Today I am having some problems. I have been going back and forth all day trying to decide if I was going to write about this. Since I am here, I decided to write because I am hoping it will straighten me out.
I try very hard every day to not focus on what I don't have or what I can't have or do. This is not easy to do because our natural tendency as human beings is to want, want, want. However, this way of thinking will bring so much suffering because you are resisting reality when you want, want, want! So, like most human beings, I am not perfect at this, getting better, but not perfect.
Someone close to me just told me that she was taking her family to Disneyland. I was so surprised by internal reaction! I wanted to scream! I wanted to tell her not to tell me anything about it because I did not want to hear about something that reminded me of what I could NOT do. I wanted to shake her and ask her if it felt good to "brag" to me about something she could afford but I couldn't. I wanted to ask her if being able to afford to go to Disneyland made her feel superior to people who could not? All these thoughts racing through my head yet I said nothing.
Funny thing was that I knew, deep down inside, that she never thought anything about how it must feel to me and I know she had no bad intent whatsoever! I don't really want anyone to walk on glass around me but I do want people to understand that I am sensitive about what can be bought when you have money. After what I have been through, can you blame me! When I can barely pay for my son's medications and have no room for any kind of emergency that may come up, it is hard for me to imagine having anything for a vacation!

▸ Data for analysis:
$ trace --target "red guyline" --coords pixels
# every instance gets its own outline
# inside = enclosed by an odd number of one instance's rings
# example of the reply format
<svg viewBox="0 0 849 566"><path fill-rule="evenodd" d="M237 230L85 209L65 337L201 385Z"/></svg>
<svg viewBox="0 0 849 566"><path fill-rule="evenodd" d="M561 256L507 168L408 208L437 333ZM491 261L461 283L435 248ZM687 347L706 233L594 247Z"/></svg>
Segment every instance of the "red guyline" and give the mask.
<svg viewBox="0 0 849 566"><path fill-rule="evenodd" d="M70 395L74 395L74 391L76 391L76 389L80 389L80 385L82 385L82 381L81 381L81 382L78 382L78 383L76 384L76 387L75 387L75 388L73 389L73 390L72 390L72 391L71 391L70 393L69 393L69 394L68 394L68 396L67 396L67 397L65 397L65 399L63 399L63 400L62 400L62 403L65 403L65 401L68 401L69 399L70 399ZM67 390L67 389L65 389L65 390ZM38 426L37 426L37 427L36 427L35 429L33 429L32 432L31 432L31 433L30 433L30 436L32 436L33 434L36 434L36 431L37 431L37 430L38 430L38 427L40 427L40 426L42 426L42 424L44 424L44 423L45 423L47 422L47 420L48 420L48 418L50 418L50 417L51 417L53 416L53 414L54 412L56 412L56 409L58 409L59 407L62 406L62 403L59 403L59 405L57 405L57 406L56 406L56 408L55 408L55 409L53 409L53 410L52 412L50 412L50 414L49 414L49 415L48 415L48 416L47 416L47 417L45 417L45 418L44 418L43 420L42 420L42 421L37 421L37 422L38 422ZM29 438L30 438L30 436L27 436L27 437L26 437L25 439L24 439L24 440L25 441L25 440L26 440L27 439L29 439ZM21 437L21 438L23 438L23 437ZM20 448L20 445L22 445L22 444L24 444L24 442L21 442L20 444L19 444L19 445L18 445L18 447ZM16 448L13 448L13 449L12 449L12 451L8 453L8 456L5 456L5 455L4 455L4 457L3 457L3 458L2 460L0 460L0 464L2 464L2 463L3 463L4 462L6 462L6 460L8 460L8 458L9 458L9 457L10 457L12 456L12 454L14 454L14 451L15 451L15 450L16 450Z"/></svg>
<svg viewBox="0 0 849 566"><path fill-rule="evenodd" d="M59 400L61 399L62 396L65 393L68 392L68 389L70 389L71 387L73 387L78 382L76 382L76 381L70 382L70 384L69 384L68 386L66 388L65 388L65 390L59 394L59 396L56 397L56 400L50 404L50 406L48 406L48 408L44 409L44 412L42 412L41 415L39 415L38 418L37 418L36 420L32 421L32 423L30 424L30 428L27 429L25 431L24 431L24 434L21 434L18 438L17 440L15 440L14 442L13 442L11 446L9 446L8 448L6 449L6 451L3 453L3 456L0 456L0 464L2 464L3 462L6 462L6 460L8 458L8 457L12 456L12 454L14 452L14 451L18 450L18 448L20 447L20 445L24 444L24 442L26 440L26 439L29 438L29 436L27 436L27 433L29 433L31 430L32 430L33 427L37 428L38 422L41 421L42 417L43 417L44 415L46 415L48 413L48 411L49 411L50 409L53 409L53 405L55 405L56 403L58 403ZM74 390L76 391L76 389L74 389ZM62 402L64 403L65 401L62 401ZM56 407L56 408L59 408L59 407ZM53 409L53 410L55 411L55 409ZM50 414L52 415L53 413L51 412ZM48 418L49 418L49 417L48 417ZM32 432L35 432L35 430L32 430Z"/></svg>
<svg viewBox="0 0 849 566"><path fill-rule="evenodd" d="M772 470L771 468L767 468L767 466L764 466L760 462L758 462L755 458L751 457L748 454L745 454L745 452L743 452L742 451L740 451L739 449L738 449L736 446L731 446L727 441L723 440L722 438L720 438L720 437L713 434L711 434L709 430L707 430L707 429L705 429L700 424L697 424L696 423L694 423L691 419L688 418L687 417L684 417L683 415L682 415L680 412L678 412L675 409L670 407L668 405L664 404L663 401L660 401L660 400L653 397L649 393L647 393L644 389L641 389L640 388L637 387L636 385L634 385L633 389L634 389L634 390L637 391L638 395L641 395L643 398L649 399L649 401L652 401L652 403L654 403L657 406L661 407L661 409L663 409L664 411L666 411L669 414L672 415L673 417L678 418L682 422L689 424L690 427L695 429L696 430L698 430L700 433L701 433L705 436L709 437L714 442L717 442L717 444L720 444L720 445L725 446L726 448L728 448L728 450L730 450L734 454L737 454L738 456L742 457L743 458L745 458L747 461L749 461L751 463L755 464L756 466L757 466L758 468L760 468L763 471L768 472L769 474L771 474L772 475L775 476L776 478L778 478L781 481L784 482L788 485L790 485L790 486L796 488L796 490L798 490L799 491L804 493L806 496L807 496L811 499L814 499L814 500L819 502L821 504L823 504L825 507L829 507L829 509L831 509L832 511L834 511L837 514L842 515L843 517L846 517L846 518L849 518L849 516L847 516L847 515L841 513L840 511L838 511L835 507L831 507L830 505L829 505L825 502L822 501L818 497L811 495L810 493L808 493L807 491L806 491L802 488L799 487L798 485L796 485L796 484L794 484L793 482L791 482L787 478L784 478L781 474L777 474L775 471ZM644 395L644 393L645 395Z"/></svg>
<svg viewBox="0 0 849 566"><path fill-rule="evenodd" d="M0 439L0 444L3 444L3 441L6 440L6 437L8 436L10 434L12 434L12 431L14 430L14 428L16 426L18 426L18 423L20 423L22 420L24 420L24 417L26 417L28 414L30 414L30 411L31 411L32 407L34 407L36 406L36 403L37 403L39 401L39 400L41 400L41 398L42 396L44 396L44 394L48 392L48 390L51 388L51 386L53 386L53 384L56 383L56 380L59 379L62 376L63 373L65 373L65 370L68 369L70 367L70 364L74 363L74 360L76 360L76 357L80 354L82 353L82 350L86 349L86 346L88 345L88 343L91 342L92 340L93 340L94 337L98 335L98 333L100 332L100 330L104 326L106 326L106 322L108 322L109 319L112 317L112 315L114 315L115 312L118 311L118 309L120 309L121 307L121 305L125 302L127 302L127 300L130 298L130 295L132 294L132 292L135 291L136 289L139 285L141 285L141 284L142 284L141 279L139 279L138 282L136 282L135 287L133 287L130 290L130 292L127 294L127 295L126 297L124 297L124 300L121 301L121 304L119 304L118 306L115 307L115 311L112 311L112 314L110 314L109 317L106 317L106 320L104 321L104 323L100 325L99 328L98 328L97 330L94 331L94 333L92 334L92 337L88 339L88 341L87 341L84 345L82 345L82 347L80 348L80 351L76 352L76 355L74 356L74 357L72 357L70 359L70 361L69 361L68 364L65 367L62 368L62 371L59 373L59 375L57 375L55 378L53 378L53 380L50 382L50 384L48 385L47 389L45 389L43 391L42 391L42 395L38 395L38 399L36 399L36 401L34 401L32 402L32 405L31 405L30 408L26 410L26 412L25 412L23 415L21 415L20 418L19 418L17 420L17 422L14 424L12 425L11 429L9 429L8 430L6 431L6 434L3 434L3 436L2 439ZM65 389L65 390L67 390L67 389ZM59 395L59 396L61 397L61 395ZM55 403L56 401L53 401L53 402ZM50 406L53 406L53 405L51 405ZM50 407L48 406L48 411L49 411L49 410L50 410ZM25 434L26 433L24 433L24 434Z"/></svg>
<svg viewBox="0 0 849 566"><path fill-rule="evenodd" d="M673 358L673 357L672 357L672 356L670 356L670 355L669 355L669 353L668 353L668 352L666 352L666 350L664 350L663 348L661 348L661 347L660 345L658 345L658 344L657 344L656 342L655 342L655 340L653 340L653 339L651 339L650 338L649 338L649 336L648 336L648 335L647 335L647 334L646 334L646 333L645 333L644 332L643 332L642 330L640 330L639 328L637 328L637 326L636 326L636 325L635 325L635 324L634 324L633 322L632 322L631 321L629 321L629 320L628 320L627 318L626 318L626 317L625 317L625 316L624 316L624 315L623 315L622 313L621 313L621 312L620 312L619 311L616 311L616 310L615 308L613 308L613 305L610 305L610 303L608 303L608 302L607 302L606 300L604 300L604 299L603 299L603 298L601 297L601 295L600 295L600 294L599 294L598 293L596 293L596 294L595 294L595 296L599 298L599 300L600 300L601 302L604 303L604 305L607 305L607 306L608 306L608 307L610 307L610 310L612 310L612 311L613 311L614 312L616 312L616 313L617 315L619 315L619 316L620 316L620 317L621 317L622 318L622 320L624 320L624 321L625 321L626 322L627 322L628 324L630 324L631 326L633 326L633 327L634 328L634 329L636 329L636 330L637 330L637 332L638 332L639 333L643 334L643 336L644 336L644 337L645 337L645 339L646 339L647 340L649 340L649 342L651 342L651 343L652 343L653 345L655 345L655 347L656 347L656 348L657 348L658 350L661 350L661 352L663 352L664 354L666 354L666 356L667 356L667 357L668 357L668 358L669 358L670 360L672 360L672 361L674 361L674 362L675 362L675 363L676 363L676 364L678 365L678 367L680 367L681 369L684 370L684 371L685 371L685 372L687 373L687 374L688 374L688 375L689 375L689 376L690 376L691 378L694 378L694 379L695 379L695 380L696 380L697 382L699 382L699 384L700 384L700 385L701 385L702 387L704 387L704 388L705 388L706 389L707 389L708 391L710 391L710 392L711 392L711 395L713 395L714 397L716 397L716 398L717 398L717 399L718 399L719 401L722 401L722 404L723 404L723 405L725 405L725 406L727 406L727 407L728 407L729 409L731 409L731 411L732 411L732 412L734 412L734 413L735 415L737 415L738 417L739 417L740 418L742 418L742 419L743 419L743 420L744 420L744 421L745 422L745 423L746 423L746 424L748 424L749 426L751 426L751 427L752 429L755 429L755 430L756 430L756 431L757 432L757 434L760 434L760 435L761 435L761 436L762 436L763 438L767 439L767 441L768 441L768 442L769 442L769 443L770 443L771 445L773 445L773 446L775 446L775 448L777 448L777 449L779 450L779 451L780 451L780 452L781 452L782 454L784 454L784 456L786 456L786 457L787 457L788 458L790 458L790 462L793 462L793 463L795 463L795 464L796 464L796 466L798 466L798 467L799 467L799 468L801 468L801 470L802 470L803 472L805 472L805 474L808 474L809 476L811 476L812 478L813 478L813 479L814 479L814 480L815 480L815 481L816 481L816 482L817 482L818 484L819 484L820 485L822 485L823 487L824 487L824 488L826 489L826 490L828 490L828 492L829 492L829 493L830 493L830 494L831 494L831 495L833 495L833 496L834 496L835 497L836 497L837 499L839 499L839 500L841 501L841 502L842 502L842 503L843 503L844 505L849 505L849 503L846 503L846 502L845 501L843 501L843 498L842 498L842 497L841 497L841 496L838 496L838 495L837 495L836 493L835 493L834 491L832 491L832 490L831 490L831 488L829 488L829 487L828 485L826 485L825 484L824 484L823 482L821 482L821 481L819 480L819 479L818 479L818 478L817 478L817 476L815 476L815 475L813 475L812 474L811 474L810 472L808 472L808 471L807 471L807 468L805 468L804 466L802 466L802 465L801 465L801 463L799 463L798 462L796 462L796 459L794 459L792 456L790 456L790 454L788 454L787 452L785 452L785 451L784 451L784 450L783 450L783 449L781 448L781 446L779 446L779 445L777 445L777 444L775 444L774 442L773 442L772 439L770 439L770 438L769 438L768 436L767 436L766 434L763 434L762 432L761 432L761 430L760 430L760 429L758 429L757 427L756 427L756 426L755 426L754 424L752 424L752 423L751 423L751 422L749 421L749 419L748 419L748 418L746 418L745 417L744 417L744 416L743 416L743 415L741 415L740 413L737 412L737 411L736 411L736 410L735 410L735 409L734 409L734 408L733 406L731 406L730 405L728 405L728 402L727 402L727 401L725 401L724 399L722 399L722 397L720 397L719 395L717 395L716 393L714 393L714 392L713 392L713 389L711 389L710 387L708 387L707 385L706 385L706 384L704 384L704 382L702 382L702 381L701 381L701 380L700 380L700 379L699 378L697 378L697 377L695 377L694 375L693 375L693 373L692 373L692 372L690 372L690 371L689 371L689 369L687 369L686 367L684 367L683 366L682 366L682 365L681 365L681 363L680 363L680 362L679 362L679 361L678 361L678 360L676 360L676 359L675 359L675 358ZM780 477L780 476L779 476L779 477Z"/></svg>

▸ Activity list:
1. Decide whether each statement agrees with the essay about the Disneyland news: (a) The writer voiced these angry thoughts to the person planning the trip. (b) The writer believes the person meant no harm. (c) The writer can easily pay for a son's medications. For each one, answer yes or no and quote the deciding words.
2. Transcribe the part of the essay about the Disneyland news that starts at "Someone close to" and ends at "I said nothing.".

▸ Completed exercise:
1.
(a) No: "All these thoughts racing through my head yet I said nothing."
(b) Yes: "I know she had no bad intent whatsoever!"
(c) No: "When I can barely pay for my son's medications"

2.
Someone close to me just told me that she was taking her family to Disneyland. I was so surprised by internal reaction! I wanted to scream! I wanted to tell her not to tell me anything about it because I did not want to hear about something that reminded me of what I could NOT do. I wanted to shake her and ask her if it felt good to "brag" to me about something she could afford but I couldn't. I wanted to ask her if being able to afford to go to Disneyland made her feel superior to people who could not? All these thoughts racing through my head yet I said nothing.